**What this task involves**
Please repeat exactly the lines below from the one containing "Target: cloud" down to the one containing "pin: double-bladed paddle", both included, and nothing else.
(Material provided begins)
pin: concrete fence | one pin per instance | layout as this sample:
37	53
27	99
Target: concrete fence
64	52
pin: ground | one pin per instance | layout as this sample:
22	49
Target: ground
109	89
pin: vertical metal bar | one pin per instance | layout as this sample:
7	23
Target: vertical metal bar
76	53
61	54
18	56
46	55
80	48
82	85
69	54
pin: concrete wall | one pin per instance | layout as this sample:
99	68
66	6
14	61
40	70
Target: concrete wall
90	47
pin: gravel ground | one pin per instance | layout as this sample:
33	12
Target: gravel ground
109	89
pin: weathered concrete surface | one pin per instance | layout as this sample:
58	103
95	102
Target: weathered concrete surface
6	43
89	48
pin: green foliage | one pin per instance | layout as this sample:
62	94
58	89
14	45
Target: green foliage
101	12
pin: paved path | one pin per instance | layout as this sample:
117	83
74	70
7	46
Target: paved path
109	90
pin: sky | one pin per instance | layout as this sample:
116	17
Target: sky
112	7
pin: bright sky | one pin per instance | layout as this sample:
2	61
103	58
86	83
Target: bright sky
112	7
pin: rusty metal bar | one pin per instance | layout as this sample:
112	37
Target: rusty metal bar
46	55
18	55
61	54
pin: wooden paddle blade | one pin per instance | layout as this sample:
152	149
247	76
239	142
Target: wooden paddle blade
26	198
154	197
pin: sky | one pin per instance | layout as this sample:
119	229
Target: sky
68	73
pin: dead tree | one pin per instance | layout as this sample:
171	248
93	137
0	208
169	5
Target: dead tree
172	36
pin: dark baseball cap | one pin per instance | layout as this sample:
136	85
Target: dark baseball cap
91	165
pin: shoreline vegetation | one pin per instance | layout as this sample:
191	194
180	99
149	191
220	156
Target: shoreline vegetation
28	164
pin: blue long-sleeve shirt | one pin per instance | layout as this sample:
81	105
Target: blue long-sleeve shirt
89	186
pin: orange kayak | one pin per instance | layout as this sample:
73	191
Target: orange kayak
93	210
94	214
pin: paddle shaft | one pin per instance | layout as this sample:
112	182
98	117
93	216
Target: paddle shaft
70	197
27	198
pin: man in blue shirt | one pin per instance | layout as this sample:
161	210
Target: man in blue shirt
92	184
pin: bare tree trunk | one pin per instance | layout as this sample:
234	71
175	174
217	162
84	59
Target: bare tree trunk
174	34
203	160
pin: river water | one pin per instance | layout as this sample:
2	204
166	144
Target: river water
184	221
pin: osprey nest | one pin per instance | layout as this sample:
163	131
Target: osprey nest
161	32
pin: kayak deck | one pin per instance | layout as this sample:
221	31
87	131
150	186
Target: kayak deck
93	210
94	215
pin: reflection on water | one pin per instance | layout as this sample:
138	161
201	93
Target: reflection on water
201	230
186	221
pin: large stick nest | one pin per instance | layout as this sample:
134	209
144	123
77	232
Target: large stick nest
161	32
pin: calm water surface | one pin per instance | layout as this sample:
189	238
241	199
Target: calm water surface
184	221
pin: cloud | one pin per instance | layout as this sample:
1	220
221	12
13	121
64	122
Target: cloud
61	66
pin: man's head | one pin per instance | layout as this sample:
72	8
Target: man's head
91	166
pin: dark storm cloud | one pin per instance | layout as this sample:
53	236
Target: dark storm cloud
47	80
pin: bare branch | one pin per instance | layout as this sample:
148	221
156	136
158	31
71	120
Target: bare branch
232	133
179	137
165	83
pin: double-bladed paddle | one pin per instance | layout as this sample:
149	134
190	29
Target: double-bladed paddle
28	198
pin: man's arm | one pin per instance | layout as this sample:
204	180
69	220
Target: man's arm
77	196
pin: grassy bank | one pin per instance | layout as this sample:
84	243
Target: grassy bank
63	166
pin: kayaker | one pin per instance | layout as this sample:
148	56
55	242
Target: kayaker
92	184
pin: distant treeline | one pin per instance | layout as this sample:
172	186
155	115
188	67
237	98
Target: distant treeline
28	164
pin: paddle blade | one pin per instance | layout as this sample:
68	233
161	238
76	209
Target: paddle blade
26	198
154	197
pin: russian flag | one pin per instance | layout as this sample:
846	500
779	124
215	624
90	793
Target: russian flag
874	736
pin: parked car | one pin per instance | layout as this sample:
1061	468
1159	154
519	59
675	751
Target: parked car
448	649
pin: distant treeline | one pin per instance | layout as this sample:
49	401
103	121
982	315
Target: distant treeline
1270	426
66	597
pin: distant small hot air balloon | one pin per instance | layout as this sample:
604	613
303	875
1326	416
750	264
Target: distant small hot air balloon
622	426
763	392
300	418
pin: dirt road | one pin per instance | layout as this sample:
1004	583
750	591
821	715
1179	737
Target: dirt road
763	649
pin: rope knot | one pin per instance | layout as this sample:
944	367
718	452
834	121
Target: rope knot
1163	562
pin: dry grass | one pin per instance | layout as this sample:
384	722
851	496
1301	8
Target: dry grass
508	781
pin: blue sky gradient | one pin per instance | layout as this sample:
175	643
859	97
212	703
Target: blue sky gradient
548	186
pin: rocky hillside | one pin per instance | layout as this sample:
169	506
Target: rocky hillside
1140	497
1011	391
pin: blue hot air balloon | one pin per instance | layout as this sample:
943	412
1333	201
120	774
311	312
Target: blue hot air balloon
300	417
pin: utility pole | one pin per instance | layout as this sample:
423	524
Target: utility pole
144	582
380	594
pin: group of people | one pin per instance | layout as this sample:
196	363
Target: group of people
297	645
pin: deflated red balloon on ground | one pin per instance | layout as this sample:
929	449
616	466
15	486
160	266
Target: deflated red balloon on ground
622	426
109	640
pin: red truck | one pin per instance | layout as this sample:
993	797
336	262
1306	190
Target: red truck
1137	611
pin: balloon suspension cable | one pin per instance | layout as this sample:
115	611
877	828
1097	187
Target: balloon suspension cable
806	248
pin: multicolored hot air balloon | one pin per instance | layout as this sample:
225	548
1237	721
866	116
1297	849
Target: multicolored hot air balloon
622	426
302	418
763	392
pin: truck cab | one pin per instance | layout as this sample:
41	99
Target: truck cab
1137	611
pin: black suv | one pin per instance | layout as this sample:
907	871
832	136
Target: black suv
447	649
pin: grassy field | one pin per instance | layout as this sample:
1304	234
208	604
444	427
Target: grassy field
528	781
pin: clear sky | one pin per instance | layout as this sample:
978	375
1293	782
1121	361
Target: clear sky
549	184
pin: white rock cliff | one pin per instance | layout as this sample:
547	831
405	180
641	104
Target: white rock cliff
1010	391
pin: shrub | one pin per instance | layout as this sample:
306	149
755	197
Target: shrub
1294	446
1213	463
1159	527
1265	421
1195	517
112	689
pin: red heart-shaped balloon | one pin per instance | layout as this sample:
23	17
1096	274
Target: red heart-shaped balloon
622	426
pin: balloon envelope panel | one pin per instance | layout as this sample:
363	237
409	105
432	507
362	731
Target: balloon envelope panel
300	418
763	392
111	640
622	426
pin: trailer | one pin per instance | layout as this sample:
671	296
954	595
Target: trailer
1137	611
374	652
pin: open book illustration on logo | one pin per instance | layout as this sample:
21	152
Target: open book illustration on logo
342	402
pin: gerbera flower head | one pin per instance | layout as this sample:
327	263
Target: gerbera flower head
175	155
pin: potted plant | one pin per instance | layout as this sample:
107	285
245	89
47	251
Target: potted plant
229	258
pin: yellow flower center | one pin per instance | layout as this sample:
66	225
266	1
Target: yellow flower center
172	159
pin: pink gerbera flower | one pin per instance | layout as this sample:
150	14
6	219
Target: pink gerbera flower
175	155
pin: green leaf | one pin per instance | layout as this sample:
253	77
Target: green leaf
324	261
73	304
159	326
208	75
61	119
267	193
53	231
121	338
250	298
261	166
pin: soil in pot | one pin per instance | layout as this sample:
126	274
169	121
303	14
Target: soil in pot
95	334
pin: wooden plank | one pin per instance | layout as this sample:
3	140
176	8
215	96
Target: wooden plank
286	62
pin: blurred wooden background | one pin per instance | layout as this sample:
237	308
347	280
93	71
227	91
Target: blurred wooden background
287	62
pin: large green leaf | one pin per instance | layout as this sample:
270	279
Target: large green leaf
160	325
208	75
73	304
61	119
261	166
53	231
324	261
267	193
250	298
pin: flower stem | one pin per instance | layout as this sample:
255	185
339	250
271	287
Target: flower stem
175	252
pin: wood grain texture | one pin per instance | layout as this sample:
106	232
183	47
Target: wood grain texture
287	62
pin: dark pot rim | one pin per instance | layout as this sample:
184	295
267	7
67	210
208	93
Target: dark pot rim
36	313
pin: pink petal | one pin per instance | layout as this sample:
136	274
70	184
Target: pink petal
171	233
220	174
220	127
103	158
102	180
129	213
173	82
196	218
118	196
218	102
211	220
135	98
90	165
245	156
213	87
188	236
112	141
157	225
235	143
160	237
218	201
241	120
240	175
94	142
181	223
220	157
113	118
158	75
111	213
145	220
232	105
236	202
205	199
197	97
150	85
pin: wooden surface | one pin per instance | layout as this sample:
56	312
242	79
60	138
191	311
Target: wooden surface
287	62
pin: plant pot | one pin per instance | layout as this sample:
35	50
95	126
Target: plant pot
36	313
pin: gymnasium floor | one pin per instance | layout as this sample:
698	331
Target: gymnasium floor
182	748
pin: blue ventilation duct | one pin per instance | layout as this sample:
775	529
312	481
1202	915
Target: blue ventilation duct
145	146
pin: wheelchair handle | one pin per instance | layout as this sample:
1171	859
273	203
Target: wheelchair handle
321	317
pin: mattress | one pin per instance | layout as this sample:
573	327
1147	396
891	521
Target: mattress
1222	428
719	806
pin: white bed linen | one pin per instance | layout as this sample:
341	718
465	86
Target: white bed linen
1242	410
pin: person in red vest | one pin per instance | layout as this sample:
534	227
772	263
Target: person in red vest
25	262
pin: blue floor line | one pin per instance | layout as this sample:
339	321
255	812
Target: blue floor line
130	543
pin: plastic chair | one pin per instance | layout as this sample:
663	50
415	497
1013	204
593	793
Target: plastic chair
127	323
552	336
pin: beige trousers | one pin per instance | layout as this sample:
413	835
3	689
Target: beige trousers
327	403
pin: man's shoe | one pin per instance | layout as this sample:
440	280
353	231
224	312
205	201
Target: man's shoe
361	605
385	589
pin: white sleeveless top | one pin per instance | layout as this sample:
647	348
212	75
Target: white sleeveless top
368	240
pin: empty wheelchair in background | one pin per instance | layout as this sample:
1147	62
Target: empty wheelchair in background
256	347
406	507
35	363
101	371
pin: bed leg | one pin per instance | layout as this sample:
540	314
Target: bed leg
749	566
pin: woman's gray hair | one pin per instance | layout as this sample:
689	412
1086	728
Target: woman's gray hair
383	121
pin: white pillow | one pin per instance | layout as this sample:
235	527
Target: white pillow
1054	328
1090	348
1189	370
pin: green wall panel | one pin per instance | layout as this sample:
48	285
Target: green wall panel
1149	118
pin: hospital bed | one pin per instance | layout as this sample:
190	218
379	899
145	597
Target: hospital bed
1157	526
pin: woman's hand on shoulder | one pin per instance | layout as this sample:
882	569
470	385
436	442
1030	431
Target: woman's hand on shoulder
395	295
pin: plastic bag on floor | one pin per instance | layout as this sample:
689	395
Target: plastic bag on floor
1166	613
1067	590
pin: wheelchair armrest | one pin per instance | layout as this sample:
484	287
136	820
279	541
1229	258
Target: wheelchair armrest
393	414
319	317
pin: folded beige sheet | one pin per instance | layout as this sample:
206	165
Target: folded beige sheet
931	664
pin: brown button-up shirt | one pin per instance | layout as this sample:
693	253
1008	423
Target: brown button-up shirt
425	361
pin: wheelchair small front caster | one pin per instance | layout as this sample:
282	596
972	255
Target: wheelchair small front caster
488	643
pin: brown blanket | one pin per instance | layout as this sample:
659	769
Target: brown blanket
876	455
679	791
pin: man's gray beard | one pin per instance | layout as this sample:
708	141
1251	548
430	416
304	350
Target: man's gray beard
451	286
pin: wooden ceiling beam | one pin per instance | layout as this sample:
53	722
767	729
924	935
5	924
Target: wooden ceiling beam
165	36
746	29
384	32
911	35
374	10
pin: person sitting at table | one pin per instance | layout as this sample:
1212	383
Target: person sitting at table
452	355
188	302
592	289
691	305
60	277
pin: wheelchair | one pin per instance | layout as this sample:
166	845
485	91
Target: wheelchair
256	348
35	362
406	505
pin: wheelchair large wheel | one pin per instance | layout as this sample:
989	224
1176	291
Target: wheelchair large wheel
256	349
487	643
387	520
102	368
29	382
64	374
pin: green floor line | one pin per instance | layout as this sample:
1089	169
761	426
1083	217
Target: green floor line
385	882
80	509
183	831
(Material provided ends)
**Problem solution**
Target: cloud
61	66
pin: man's head | one pin per instance | layout as this sample:
72	8
Target: man's head
91	166
pin: dark storm cloud | one pin per instance | layout as this sample:
53	236
Target: dark storm cloud
47	80
pin: bare branch | one pin per instance | layout as this sample:
148	221
156	136
158	31
71	120
Target: bare branch
232	133
179	137
165	83
pin: double-bladed paddle | one pin per instance | layout as this sample:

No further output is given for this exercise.